## GIVEN DATA:
---

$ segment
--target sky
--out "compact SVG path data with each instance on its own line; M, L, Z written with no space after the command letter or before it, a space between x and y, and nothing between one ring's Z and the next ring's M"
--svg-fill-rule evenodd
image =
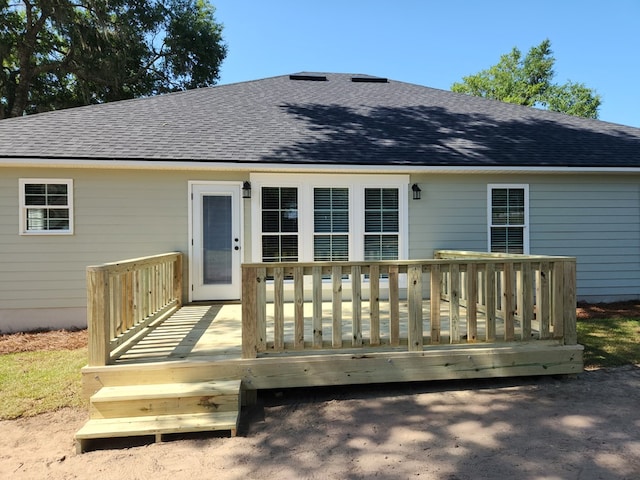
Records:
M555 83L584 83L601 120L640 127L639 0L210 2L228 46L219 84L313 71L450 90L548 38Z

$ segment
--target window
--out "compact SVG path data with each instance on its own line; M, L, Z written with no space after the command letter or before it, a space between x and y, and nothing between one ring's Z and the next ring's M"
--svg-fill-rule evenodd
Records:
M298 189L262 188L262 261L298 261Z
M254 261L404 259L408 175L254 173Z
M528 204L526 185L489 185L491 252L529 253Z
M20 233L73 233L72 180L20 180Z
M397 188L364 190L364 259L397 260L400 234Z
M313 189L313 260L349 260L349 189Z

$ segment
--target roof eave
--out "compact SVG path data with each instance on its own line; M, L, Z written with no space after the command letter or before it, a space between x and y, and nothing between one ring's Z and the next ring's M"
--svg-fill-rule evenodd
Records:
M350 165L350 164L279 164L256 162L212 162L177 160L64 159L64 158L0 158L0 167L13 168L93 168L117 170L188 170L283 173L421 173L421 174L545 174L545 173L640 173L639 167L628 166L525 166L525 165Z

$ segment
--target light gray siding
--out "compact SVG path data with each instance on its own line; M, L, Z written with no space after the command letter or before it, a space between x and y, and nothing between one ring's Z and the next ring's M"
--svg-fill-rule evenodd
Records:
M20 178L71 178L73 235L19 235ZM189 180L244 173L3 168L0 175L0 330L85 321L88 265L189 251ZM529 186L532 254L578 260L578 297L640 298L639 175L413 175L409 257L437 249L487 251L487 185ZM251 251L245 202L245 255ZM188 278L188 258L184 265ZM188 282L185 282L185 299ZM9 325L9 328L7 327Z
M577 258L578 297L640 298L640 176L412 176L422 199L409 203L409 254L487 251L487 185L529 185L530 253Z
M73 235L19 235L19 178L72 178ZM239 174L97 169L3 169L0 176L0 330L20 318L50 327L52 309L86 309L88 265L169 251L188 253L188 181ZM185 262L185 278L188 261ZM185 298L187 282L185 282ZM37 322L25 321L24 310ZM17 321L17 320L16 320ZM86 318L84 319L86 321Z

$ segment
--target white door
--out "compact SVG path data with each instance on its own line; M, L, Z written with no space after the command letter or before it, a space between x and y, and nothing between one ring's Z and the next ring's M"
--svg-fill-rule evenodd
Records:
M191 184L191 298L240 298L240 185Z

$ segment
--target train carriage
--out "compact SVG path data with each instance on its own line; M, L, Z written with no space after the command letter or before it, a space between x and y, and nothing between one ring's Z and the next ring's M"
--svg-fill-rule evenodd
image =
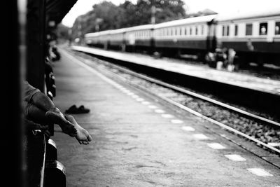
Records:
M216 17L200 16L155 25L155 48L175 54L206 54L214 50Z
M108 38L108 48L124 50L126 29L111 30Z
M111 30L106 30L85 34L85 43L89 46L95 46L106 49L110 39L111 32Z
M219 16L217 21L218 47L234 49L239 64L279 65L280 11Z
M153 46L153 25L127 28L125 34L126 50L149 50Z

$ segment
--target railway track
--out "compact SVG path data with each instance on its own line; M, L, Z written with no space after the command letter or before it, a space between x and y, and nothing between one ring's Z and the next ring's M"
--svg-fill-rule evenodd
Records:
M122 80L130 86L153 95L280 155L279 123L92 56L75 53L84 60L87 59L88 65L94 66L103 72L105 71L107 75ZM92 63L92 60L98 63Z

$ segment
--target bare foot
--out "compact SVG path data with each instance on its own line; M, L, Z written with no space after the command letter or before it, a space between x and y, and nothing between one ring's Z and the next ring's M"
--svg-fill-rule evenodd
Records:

---

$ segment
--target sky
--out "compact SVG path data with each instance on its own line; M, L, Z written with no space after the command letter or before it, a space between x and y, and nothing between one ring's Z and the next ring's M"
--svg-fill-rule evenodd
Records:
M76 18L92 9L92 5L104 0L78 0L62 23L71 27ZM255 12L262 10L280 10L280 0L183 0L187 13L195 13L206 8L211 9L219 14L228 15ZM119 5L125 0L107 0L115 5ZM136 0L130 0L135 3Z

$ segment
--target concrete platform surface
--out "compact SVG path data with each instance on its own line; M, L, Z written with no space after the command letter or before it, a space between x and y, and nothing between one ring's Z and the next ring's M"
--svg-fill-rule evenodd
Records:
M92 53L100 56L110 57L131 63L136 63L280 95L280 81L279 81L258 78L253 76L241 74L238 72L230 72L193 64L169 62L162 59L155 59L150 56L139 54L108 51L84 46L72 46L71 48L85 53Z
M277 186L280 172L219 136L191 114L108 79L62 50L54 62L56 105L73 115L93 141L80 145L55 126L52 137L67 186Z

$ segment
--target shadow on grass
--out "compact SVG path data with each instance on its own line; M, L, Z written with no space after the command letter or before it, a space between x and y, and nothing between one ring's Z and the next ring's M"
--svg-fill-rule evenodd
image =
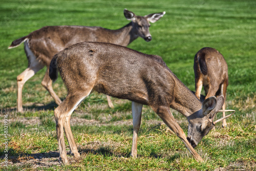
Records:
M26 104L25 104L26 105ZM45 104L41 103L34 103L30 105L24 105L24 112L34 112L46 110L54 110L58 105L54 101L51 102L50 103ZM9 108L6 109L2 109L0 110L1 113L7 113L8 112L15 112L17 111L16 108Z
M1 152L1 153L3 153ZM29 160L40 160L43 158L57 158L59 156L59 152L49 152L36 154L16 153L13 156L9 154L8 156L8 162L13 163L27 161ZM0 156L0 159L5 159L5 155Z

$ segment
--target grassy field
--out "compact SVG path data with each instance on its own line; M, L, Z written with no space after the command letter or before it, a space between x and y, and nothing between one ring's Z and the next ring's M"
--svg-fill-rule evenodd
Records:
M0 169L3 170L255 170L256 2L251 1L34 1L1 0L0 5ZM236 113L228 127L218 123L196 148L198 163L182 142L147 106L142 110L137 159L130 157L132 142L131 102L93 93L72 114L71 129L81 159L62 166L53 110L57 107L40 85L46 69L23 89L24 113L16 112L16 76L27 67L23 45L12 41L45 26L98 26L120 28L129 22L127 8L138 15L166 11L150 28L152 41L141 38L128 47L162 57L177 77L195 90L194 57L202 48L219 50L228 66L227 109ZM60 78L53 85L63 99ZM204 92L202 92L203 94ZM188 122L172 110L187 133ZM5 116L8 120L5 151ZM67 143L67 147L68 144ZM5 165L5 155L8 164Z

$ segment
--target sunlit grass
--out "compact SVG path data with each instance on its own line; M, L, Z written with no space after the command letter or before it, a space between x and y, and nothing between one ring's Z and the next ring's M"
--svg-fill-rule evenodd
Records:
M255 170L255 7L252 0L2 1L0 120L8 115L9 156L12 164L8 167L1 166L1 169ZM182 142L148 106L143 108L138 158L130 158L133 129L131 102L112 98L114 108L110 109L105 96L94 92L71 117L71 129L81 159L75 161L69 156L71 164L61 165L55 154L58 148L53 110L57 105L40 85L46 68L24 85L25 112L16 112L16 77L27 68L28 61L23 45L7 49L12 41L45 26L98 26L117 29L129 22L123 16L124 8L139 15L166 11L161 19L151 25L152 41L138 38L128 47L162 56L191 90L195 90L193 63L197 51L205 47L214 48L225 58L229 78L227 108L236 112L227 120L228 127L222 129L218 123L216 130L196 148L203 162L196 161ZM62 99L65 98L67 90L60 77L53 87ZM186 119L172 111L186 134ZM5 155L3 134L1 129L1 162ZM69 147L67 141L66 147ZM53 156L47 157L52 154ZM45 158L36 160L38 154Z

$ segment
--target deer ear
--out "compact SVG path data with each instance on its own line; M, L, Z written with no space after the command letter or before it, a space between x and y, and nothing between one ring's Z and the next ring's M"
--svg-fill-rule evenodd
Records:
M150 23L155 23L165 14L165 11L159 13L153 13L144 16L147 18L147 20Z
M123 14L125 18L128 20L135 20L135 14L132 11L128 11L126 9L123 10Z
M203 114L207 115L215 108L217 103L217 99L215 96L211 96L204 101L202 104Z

---

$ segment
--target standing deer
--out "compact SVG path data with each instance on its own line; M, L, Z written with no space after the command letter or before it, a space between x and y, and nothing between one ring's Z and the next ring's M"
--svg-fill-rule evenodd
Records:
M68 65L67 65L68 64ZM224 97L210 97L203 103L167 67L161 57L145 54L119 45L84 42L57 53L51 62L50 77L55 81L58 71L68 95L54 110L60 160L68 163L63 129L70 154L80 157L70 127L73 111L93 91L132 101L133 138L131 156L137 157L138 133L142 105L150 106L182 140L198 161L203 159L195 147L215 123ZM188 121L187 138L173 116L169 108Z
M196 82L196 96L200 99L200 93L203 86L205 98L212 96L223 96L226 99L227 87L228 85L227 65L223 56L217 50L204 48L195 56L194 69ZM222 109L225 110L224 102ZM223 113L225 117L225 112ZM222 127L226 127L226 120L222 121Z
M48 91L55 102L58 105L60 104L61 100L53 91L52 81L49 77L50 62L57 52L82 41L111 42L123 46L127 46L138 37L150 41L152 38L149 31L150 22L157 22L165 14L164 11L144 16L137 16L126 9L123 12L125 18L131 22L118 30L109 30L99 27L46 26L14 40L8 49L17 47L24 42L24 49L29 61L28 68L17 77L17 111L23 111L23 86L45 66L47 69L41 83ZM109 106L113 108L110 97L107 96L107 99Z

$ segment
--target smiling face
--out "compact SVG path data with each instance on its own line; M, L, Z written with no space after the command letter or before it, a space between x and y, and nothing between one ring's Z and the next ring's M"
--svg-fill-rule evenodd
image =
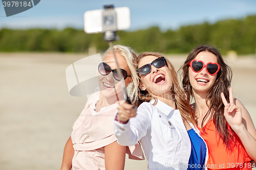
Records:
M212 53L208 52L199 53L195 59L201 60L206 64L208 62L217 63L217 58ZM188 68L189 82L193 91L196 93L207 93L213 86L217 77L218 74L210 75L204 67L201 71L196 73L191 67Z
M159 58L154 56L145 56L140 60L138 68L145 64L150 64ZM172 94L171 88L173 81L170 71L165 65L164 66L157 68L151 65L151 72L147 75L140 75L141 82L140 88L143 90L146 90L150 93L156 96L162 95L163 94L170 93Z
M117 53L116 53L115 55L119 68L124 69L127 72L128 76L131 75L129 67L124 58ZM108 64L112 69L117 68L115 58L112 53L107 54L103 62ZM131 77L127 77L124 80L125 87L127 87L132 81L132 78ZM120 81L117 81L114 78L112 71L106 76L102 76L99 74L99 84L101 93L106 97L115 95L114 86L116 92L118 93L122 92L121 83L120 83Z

---

## EXERCISE DESCRIPTION:
Show each line of the records that contains the word "deer".

## FINISHED TASK:
--target deer ear
--target standing deer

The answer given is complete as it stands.